▶ Your assignment:
Please copy the stretch of the Solr-with-TYPO3 tutorial from "1 Preliminary Note" through "each other’s performance.", renaming "web server" to "frontend server" everywhere it appears.
+++ Passage for review
Cheap VPS & Xen Server


Residential Proxy Network - Hourly & Monthly Packages

Using Solr With TYPO3 On Debian Wheezy


TYPO3’s default search extension called “Indexed Search” is fine for small web sites, but if your web site is bigger (> 500 pages), it is getting very slow. Fortunately, you can replace it with a search extension that uses the ultra-fast Apache Solr search server. This tutorial explains how to use Apache Solr with TYPO3 on Debian Wheezy.

I do not issue any guarantee that this will work for you!

 

1 Preliminary Note

In this tutorial I’m using two servers:

  • server1.example.com (IP: 192.168.0.100): web server where the TYPO3 4.7 Introduction package is installed (in the www.example.com vhost).
  • server2.example.com (IP: 192.168.0.101): separate server where I will install Apache Solr.

Of course, it’s possible to install Solr on the same system as the web server; however, I’d like to split up both services so that they do not impact each other’s performance.
++++++
+++ Extracted data
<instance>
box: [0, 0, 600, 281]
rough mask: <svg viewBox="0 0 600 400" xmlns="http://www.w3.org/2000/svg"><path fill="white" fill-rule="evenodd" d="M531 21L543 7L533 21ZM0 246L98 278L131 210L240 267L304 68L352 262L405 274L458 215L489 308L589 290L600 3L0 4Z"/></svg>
++++++
+++ Extracted data
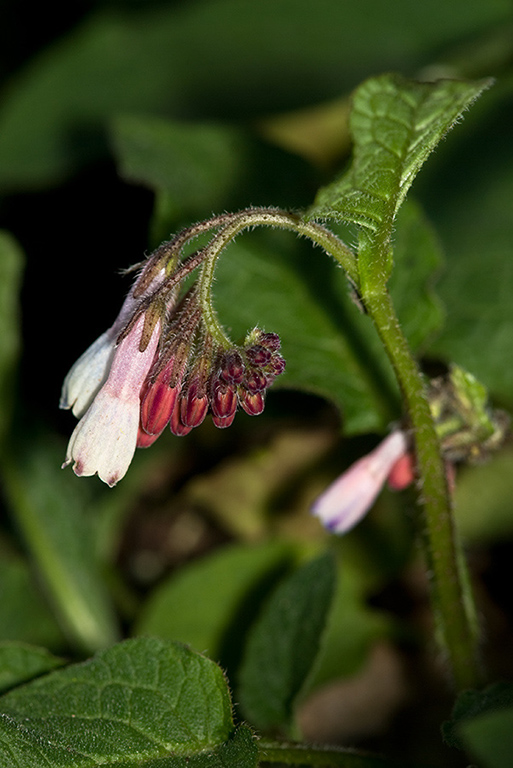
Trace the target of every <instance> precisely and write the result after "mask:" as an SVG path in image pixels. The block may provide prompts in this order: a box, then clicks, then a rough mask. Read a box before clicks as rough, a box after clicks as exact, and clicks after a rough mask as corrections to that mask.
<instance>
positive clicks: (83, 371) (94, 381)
++++++
▶ Solution for this exercise:
1 Preliminary Note

In this tutorial I’m using two servers:

  • server1.example.com (IP: 192.168.0.100): frontend server where the TYPO3 4.7 Introduction package is installed (in the www.example.com vhost).
  • server2.example.com (IP: 192.168.0.101): separate server where I will install Apache Solr.

Of course, it’s possible to install Solr on the same system as the frontend server; however, I’d like to split up both services so that they do not impact each other’s performance.